*取り組む課題*:
[A] 黒田日銀の物価目標を論じた抜粋によると、黒田日銀スタート時の13年4月の消費者物価指数(総合)は何%だったか。
[B] 黒田日銀の物価目標を論じた抜粋に現れる年月の表記(日付を含む)を、重複を除いてすべて挙げよ。
[C] 黒田日銀の金融政策を評価する抜粋を、最後の文の後から書き継げ。

*提供された抜粋*:
------------------------

2018年5月7日月曜日

高橋洋一 日本の解き方 物価目標2%は実現できる 黒田日銀の壁は消費再増税、財政出動で景気過熱が必要だ―【私の論評】次の総理はやはり安倍晋三氏しか考えられない(゚д゚)!


2期目に入った日銀の黒田東彦総裁

 日銀の黒田東彦(はるひこ)総裁体制は2期目がスタートした。今度こそ2%のインフレ目標(物価目標)達成はできるのか。2014年4月の消費税率8%への引き上げは悪影響をもたらしたが、19年10月に予定されている10%への再増税はその二の舞いにならないのか。

金融政策の基本は、インフレ率を設定した目標(現在は2%)に、失業率をこれ以上は下がらない水準のNAIRU(インフレを加速しない失業率。筆者は2%代半ばと推計)にコントロールするというものだ。

インフレ率について、消費者物価指数(総合)は黒田日銀スタート時の13年4月は▲0・7%だったが、18年2月には1・5%にまでなった。目標の2%まで2・7ポイント改善すべきところが直近では2・2ポイント。これは100点満点で80点と評価できる。

失業率についてみると、13年4月は4・1%だったが、18年2月には2・5%まで改善した。目標2・5%を達成できたので100点である。インフレ率と失業率を合わせてみれば90点といえる。これは、間違いなく及第点である。

------------------------

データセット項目

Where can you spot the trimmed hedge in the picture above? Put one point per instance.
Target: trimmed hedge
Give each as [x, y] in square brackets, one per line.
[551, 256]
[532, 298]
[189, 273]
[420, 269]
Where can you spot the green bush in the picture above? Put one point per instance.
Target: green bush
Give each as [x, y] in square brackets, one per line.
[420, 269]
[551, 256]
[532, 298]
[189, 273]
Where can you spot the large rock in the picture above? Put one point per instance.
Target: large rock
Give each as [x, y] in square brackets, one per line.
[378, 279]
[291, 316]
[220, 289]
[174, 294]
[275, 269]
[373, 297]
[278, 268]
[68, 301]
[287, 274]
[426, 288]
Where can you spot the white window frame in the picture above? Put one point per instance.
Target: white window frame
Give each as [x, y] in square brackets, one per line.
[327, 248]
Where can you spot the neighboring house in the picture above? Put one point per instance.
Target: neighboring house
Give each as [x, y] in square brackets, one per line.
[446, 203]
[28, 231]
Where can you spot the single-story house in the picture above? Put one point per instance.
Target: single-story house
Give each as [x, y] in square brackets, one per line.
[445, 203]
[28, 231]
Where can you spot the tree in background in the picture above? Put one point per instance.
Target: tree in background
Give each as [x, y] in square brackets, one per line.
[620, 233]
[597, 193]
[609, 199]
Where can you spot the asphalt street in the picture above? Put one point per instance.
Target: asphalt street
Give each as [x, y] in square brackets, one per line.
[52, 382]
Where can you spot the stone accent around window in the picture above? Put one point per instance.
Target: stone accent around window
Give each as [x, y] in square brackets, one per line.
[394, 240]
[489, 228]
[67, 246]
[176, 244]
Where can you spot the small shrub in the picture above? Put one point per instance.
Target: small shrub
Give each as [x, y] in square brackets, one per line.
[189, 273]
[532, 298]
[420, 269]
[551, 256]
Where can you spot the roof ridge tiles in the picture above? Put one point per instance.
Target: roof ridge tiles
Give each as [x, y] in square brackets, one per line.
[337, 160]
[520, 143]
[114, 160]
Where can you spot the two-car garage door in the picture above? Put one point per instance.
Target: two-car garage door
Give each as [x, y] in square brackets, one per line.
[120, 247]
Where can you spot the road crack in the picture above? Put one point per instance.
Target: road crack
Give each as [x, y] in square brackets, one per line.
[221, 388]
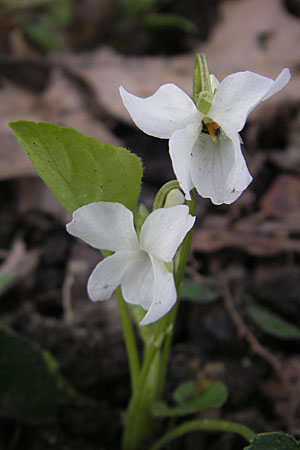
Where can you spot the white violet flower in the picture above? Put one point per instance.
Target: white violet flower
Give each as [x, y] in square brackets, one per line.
[205, 148]
[138, 264]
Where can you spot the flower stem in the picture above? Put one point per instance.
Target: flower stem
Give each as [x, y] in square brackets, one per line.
[180, 263]
[203, 424]
[130, 342]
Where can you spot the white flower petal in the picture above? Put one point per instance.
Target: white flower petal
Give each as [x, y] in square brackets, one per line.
[239, 93]
[159, 115]
[282, 79]
[164, 230]
[219, 171]
[107, 275]
[239, 177]
[164, 294]
[104, 225]
[180, 146]
[137, 284]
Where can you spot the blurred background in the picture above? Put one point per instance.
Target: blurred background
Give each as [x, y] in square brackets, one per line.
[62, 61]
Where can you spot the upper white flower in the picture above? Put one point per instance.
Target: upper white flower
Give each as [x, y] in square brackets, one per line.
[205, 148]
[138, 264]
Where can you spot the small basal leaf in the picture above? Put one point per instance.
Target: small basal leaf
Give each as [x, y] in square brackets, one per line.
[80, 169]
[202, 292]
[272, 323]
[28, 391]
[273, 441]
[193, 397]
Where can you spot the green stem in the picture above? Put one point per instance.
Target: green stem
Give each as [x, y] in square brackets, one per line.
[203, 424]
[163, 192]
[180, 263]
[130, 343]
[139, 422]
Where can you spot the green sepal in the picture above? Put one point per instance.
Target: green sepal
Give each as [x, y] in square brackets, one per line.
[201, 78]
[204, 102]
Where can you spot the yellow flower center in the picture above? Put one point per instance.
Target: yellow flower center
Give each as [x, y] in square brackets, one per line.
[211, 128]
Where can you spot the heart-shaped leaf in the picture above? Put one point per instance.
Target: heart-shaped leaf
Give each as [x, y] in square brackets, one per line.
[80, 169]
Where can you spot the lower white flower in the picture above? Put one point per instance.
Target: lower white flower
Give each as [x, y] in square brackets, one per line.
[138, 264]
[205, 147]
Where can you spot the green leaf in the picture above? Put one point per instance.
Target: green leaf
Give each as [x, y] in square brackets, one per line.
[203, 292]
[271, 323]
[193, 397]
[273, 441]
[5, 278]
[79, 169]
[28, 391]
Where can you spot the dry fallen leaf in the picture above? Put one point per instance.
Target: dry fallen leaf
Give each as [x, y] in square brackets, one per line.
[252, 35]
[282, 200]
[256, 243]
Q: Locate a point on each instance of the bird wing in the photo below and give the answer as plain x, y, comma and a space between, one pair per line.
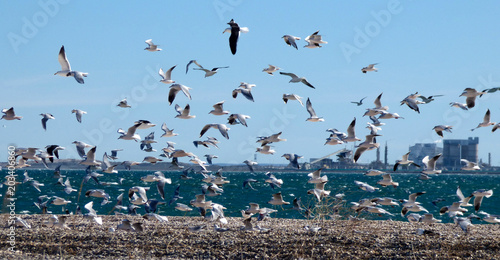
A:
377, 102
205, 129
233, 39
186, 110
486, 118
162, 74
246, 93
172, 93
168, 73
63, 60
289, 74
79, 116
242, 119
131, 130
185, 90
89, 207
44, 123
310, 109
358, 153
91, 153
223, 130
105, 160
350, 128
303, 80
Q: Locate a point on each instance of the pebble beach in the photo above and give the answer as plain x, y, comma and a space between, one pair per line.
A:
279, 239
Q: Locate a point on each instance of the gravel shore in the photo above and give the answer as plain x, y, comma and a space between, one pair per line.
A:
285, 239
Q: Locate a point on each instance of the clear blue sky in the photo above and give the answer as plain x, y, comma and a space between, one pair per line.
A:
438, 48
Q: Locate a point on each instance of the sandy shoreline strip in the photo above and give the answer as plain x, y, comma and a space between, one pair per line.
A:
286, 239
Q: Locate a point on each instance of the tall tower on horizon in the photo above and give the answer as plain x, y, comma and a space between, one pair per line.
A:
385, 155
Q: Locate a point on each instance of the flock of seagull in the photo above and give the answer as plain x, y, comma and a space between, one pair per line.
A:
138, 195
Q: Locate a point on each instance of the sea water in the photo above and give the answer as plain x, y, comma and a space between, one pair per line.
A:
441, 187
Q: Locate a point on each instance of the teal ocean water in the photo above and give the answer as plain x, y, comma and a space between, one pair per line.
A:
235, 198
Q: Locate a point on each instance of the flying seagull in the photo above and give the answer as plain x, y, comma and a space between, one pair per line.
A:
183, 113
290, 40
151, 46
79, 113
235, 33
66, 68
271, 69
9, 114
471, 95
223, 129
211, 72
287, 97
314, 40
46, 117
486, 121
369, 68
404, 161
440, 128
123, 103
313, 117
174, 89
296, 79
166, 75
358, 103
191, 62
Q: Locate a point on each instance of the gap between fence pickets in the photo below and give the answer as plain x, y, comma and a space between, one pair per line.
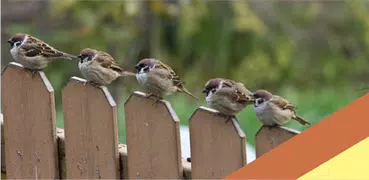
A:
122, 148
171, 111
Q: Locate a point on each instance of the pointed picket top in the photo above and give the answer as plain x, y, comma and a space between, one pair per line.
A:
153, 139
91, 131
218, 146
316, 145
268, 138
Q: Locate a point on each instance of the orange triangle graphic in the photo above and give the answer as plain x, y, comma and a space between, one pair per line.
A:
313, 147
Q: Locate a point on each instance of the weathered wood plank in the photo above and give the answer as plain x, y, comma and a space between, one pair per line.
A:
267, 138
91, 132
29, 126
2, 145
153, 139
61, 153
217, 148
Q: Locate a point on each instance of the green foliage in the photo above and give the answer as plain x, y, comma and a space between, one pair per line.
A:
318, 48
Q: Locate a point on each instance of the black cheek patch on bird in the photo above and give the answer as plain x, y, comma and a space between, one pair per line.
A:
33, 53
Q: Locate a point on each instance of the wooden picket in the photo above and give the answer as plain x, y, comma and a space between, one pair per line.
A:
218, 146
2, 146
153, 139
91, 131
29, 127
268, 138
31, 147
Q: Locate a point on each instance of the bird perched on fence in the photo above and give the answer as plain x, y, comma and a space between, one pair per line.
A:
99, 68
227, 96
158, 79
33, 53
274, 110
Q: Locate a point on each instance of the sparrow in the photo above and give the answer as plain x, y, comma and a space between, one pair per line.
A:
227, 96
158, 79
99, 68
273, 110
33, 53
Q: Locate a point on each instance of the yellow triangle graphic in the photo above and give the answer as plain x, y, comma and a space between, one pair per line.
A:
352, 164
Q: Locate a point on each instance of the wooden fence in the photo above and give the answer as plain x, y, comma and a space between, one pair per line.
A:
31, 147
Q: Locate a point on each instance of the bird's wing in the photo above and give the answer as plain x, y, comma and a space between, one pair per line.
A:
235, 91
36, 47
171, 74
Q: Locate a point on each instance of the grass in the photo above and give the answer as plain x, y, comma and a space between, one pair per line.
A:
313, 106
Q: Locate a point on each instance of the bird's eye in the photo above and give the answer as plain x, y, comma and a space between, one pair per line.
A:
146, 68
17, 43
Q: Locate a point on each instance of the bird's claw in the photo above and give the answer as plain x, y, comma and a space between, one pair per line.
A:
91, 83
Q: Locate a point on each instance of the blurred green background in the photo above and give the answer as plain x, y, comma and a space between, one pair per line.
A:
313, 53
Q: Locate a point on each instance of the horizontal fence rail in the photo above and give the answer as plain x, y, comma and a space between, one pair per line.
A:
31, 147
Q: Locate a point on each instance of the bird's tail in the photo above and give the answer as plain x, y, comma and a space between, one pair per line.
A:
127, 73
184, 90
300, 120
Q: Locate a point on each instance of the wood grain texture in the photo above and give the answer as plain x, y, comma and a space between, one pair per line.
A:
91, 132
2, 146
268, 138
217, 148
153, 139
29, 127
123, 163
61, 153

------------------------

*解答一覧*:
[A] ▲0・7%

[B] 2018年5月7日、2014年4月、19年10月、13年4月、18年2月

[C]
もちろん、インフレ率については、生鮮食品を除く指数が1・0%、生鮮食品及びエネルギーを除く指数は0・5%にとどまっており、まだインフレは弱いと見ることもできる。

失業率も一時的に良くなっている可能性を否定できず、もう少し様子を見るべきだとも思える。

統計として、良い数字であることは事実だが、問題は引き続き及第点が取れるかどうかである。個別価格の変動がなければ、消費者物価は総合指数に収束していく。失業率がNAIRU、インフレ率がインフレ目標になると、おのずとそうなる。そこでポイントはNAIRUがいくらかということになる。

日銀は、正式にはNAIRUについて言及していない。物価リポートでは、構造失業率という言葉を使っている。かつては、NAIRUと構造失業率の関係を聞くと、口頭では似たようなものと答えていたが、今や物価リポートでは「違う」と明確に否定している。それでは、NAIRUはいくらと思っているかと聞くと、答えない。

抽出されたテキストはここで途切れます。